Extrait de page ▸

****************************************

À la Révolution, l’édifice est dévolu au département du Maine-et-Loire qui y installe l’école centrale, ancêtre du lycée, dans laquelle, en 1801, le musée de peinture et de sculpture est ouvert.
En 1805, la bibliothèque publique y est également établie et les deux institutions, municipalisées. La bibliothèque demeure dans les lieux jusqu’en 1977.
S’y adjoignent pendant le XIXe siècle et même une partie du XXe siècle : le cabinet d’histoire naturelle (1798), la galerie David d’Angers (1839), le musée d’antiquités (1841) et la collection Turpin de Crissé (1859).
D’importants travaux entrepris de 1850 à 1854 modifient les toitures et les intérieurs 3 du logis Barrault. Ces aménagements, suivant les conceptions muséographiques de l’époque, aboutissent à la création des longues galeries à éclairage zénithal du second étage.

Archéologie d’un palais urbain

Sur un terrain exceptionnellement vaste, acquis auprès des religieux de l’abbaye Saint-Aubin et sur les fondations de deux anciennes maisons, Olivier Barrault fit construire l’un des premiers hôtels entre cour et jardin, selon un parti novateur pour l’époque et immuable jusqu’à la Révolution.

Composée de deux corps principaux reliés par une tour d’escalier et d’un corps de galerie isolant la cour d’honneur de la rue, l’habitation développait 40 m de façade au revers, sur le jardin clos dont on ne sait malheureusement plus rien (actuelle esplanade). Mais à la faveur du chantier de restauration et à l’aide de textes et plans anciens - dont le premier avant les transformations du séminaire - une importante restitution intellectuelle du logis lui-même est aujourd’hui possible.

L’essai de reconstitution des façades et notamment des parties hautes, détruites lors des surélévations du séminaire, donne une idée de la beauté initiale de l’édifice, dont subsistent aujourd’hui quelques témoins remarquables, tour d’escalier, voûtes d’ogives sophistiquées de la galerie d’entrée (cour d’honneur), de la superbe salle du rez-de-chaussée, des nombreux petits cabinets accompagnant les appartements…

Les façades sur la cour d’honneur

Elles présentaient une silhouette découpée et pittoresque, à l’image des habitations princières de la fin du Moyen Âge. D’une hauteur spectaculaire, les lucarnes ont été reconstituées, au moins en structure, grâce à de précieux vestiges archéologiques. Elles étaient sans équivalent en France, sinon au château voisin du Verger malheureusement détruit (commune de Seiches), mais connu par quelques gravures anciennes.

La qualité de la construction se mesure également à la maçonnerie de schiste entièrement parementée, intérieurement et extérieurement, d’un appareil de tuffeau dont les grandes assises (parfois jusqu’à 0,80 m de long !) sont à l’origine du terme de barraude utilisé dans les textes anciens pour désigner ce gabarit de pierre. Sur la cour d’honneur, la verticalité affirmée des élévations s’accompagnait d’un décor sculpté de grande qualité, d’après les témoins en place. Le cadre des hautes fenêtres de la salle voûtée, en particulier, présente un dessin savant de doubles colonnettes ornées d’écorces végétales et sommées de pinacles se détachant sur des tiges à spirales qui poursuivaient leur ascension sur les baies supérieures.

****************************************

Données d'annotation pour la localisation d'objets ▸
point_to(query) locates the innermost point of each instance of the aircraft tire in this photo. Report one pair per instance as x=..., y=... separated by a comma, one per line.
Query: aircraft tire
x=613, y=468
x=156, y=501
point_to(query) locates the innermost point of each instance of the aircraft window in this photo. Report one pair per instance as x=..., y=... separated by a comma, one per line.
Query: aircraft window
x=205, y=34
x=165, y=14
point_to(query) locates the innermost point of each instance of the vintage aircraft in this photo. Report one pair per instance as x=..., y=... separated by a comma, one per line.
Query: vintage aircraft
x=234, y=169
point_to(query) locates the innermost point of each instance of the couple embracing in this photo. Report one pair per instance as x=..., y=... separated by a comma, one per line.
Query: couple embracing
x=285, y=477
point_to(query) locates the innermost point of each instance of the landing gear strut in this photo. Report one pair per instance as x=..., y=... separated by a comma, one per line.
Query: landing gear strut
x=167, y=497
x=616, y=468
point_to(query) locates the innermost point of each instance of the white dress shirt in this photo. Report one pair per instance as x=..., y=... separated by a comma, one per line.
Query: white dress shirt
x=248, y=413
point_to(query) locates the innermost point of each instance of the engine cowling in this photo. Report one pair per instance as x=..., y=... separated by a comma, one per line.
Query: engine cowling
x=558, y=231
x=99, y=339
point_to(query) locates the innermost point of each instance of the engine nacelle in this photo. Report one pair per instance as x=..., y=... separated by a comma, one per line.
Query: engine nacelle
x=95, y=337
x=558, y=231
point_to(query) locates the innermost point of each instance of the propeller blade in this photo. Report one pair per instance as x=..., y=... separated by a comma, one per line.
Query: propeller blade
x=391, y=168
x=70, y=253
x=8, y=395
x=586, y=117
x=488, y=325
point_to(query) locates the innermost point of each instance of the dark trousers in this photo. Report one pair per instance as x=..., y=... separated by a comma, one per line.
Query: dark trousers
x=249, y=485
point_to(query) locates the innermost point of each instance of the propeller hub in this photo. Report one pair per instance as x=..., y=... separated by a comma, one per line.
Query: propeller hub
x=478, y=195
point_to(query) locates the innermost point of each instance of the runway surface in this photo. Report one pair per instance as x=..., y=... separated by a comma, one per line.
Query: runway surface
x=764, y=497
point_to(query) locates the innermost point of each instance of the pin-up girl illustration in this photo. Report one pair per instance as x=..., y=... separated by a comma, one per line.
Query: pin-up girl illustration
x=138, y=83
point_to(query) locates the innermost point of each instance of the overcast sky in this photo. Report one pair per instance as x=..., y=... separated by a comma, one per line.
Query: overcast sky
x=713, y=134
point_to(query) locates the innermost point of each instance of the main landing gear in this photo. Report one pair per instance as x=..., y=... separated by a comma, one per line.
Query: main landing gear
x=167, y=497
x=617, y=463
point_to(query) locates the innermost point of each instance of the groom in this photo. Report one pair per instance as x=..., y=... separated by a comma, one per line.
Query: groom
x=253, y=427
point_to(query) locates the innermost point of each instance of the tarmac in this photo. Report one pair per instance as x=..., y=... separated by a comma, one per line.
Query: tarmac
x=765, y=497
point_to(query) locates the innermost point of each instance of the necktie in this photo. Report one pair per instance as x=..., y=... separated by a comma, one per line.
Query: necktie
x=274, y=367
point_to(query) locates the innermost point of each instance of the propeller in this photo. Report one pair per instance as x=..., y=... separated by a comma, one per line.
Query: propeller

****************************************

Énoncé 1 ▸ D'après l'extrait sur le logis Barrault, jusqu'en quelle année la bibliothèque demeure-t-elle dans les lieux ?
Énoncé 2 ▸ Recopiez les enregistrements depuis leur début jusqu'à la ligne contenant « x=165, y=14 » incluse, en remplaçant « innermost » par « central ».

Résultat 1 ▸ Jusqu'en 1977.

Résultat 2 ▸
point_to(query) locates the central point of each instance of the aircraft tire in this photo. Report one pair per instance as x=..., y=... separated by a comma, one per line.
Query: aircraft tire
x=613, y=468
x=156, y=501
point_to(query) locates the central point of each instance of the aircraft window in this photo. Report one pair per instance as x=..., y=... separated by a comma, one per line.
Query: aircraft window
x=205, y=34
x=165, y=14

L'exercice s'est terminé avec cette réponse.